Why Malcolm Gladwell Matters and Why That's Unfortunate - jamesbritt
http://blog.chabris.com/2013/10/why-malcolm-gladwell-matters-and-why.html
======
tuke
If you ask me . . . :-)

The rhetoric of Malcolm Gladwell's work represents that of the "new
historicism" in literary studies, which emerged in the 80s.

There is a common style to these works:

\-- They start with a startling and interesting anecdote, and, basically, tell
a story.

\-- They leverage finding from various articles.

\-- They use a lot of argumentative ju-jitsu. For example, when the author is
going to basically attempt a kind of whopper, they will admit that there are
some failing to the argument. The rhetorical tic for Greenblatt is to write:
"To be sure . . ." to make the reader feel that, yes, there are other
opinions, but I'm kind of right. Then they go barreling ahead with a highly
contentious argument.

For Greenblatt and the literary historians who write about the past: Their
claims are rarely falsifiable. Sometimes other scholars will say that the new
historicists are "wrong," but it is not uncommon for the critics' basis for
their own claims to be equally frail.

> GIVEN ENTRIES
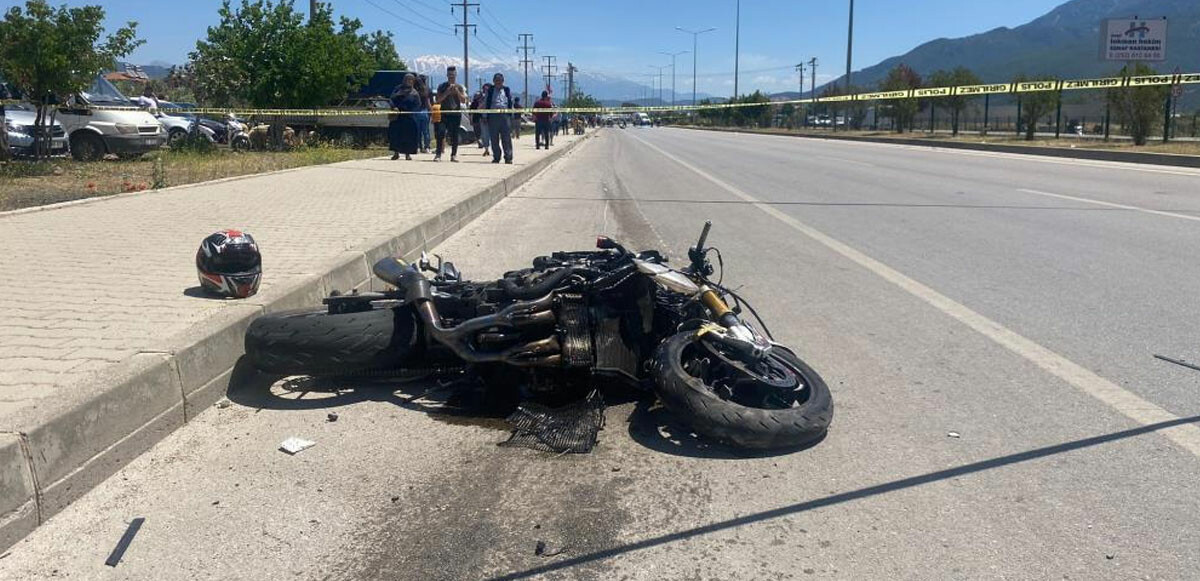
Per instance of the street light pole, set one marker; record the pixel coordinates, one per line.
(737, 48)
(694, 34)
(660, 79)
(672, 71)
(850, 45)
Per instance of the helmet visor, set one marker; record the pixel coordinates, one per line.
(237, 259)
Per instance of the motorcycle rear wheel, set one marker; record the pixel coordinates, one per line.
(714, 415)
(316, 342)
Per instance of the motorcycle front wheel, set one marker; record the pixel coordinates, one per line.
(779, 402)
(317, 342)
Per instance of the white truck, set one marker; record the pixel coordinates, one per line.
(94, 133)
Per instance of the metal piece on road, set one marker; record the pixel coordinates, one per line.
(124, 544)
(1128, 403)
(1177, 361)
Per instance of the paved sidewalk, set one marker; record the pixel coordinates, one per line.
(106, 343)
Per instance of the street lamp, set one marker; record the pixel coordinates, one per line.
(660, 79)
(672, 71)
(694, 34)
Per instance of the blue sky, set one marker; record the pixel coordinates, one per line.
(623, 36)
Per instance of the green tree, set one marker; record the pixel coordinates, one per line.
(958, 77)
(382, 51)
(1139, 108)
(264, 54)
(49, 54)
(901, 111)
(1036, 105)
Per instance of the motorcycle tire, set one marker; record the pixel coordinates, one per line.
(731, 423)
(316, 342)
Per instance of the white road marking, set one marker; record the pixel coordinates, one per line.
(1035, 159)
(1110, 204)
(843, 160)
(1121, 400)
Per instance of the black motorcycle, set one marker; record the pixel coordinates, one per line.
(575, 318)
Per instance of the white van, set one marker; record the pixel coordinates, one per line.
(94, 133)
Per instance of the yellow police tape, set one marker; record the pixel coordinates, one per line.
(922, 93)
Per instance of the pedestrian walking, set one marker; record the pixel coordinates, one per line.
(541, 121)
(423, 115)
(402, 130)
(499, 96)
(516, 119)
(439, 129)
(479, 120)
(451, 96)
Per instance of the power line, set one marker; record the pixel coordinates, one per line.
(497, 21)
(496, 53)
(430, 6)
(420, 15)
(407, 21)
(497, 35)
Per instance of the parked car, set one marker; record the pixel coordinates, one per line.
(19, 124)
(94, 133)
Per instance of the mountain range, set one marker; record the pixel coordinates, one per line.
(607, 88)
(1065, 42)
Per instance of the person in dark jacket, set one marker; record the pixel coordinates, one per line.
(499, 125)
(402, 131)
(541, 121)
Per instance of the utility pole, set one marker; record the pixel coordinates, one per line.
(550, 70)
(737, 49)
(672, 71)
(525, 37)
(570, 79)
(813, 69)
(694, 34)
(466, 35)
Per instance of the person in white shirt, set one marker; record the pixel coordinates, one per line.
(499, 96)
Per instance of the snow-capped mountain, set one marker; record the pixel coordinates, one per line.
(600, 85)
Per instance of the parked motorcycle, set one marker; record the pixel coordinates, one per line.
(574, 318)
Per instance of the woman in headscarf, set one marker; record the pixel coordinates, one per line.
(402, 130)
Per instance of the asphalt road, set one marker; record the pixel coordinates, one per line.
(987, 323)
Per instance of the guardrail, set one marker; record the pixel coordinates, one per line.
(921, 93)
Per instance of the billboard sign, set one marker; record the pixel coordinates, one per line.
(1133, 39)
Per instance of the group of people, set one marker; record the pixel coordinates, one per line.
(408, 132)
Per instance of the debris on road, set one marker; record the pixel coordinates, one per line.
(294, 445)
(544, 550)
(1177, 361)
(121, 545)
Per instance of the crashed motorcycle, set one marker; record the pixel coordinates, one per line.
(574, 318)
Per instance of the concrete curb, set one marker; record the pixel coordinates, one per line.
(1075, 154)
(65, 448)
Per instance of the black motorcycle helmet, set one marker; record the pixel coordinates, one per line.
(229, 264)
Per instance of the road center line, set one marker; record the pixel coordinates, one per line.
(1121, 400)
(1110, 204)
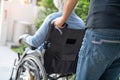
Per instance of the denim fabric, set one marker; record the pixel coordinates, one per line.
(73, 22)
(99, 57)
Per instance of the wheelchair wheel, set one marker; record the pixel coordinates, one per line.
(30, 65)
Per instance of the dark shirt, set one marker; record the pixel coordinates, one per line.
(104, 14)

---

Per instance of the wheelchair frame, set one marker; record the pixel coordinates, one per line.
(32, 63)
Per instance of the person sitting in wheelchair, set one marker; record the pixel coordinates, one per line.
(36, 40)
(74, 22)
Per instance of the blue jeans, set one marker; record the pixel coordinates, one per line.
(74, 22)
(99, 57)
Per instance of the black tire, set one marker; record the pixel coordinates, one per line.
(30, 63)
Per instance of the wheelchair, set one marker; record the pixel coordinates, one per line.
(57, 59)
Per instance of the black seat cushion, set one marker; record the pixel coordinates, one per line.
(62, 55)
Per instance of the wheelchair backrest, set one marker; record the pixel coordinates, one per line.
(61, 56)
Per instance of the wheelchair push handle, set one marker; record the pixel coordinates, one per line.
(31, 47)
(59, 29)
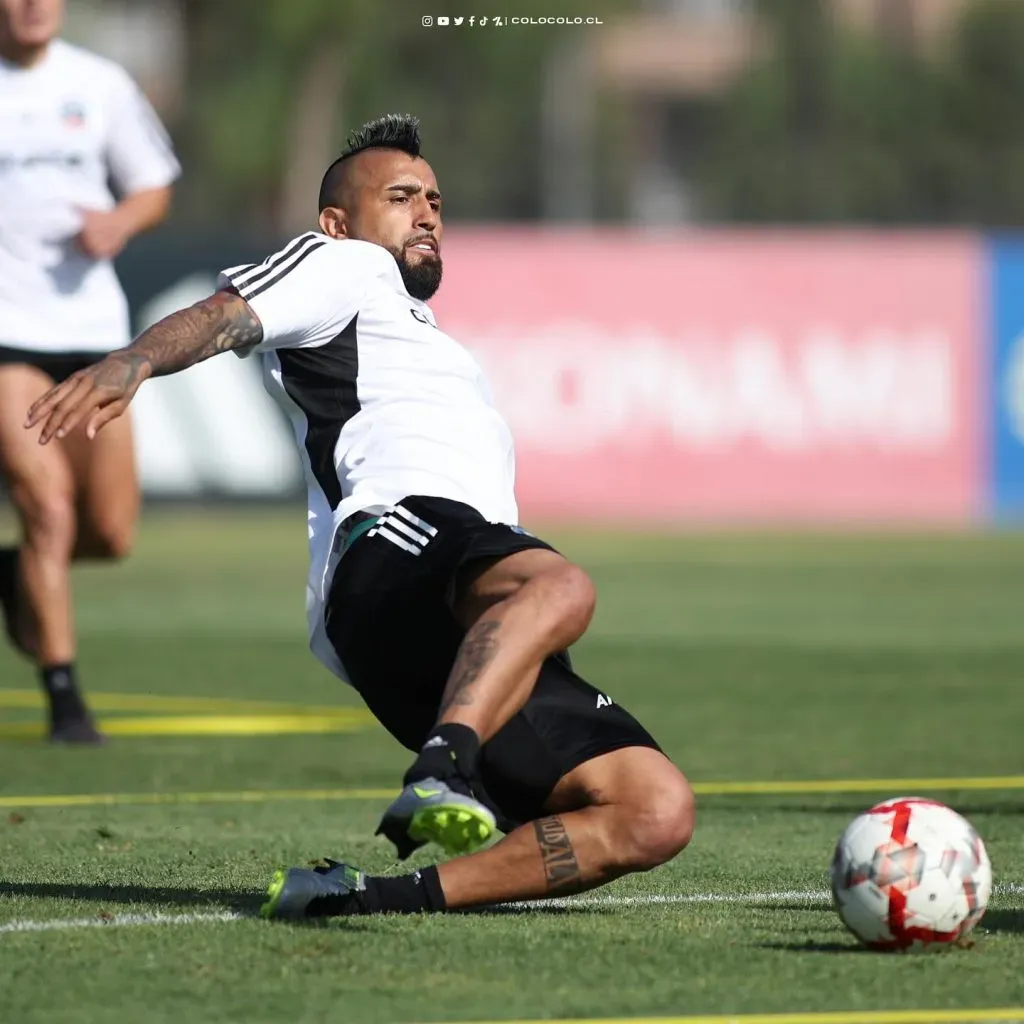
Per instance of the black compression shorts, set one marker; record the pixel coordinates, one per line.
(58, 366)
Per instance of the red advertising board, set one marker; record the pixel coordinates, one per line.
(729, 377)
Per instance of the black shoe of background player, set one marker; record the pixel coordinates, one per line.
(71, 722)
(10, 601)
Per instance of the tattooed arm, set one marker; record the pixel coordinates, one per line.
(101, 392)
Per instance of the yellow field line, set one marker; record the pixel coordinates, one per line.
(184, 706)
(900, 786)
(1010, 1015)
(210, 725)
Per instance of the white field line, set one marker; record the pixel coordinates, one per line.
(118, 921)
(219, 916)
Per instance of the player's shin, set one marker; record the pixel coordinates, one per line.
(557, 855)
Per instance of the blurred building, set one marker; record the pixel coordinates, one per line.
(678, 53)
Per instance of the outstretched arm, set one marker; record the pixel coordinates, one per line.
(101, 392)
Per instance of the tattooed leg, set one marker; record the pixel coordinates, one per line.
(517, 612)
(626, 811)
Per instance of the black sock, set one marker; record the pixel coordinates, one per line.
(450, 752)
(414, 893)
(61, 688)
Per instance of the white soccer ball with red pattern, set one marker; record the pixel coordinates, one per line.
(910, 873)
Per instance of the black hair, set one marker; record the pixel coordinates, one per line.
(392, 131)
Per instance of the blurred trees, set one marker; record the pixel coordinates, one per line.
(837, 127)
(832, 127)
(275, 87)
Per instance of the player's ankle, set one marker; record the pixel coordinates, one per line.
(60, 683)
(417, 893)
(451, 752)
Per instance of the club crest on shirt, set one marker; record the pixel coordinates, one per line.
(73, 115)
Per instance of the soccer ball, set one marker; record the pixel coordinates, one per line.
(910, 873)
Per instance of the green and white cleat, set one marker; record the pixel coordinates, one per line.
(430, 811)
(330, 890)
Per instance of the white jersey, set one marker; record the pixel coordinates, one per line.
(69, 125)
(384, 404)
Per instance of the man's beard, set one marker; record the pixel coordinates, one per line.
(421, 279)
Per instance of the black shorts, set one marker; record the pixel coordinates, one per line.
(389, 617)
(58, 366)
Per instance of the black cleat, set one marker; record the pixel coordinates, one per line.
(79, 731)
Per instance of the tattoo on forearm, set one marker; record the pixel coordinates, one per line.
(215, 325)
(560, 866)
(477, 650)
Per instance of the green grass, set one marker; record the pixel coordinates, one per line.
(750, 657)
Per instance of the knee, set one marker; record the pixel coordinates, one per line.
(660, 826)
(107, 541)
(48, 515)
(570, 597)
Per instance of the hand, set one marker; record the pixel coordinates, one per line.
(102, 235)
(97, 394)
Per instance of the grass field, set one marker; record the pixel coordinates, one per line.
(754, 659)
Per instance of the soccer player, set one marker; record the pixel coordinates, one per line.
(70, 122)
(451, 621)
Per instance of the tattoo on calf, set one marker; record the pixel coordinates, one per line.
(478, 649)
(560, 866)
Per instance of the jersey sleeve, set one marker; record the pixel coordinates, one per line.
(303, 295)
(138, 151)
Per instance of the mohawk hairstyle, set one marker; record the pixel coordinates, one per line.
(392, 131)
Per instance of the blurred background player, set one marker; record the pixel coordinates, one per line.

==

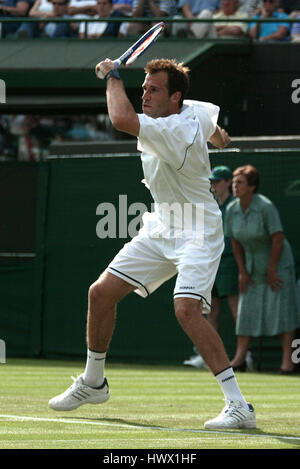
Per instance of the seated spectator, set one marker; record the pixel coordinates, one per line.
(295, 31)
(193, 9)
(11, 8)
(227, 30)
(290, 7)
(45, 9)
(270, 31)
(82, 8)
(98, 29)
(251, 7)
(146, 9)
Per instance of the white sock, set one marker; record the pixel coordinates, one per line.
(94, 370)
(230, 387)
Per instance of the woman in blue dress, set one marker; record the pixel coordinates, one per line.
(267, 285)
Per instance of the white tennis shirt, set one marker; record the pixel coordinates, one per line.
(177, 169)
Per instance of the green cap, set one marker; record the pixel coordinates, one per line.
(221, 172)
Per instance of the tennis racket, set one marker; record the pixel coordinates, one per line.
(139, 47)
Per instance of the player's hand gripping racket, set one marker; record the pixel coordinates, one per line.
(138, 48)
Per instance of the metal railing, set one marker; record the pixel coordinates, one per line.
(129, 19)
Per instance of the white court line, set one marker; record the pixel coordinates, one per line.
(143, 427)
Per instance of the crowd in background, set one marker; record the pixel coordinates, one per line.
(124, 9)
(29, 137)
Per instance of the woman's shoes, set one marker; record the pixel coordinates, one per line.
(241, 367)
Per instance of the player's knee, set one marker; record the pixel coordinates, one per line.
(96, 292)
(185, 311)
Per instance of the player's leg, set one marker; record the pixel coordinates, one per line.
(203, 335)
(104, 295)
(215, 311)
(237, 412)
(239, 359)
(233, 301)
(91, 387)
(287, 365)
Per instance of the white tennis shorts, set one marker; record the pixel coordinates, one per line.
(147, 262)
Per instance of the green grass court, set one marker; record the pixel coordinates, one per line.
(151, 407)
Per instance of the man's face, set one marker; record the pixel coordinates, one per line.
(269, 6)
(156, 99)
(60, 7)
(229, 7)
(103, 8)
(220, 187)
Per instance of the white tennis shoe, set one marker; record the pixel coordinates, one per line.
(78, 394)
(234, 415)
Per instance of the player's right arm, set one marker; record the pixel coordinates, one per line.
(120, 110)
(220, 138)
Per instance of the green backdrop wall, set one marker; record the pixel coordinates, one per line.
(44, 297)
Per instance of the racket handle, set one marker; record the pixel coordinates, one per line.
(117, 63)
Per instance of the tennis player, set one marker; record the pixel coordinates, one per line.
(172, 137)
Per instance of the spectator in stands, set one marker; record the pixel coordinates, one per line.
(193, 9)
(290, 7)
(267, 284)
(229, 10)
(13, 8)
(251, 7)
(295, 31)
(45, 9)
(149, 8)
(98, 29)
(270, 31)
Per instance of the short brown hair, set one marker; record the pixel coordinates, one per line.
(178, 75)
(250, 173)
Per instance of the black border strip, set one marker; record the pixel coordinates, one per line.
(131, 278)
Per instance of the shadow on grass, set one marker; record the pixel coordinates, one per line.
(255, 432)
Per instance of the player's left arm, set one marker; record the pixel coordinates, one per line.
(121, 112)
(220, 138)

> YOUR TASKS
(1) In the thread on Malcolm Gladwell, what phrase does the commenter say Greenblatt typically writes as a rhetorical tic?
(2) Carry on with the thread on Malcolm Gladwell, beginning right after its final sentence.

> SOLVED TASKS
(1) "To be sure . . ."

(2)
If you asked Greenblatt, he might not claim that what is describing is "true,"
but, rather, "good to think with." For the past, maybe that's reasonable.

But:

Gladwell is almost always talking about the present, and making claims that
should be testable with a robust experiment. Very frequently, he will cite
incredibly thin research (as Chris Chabris notes).

I think this is the essential problem:

Gladwell's style is OK if you can't really test the hypothesis (new
historicism). But if you're talking about the here-and-now, you have to answer
to a higher standard of argumentation.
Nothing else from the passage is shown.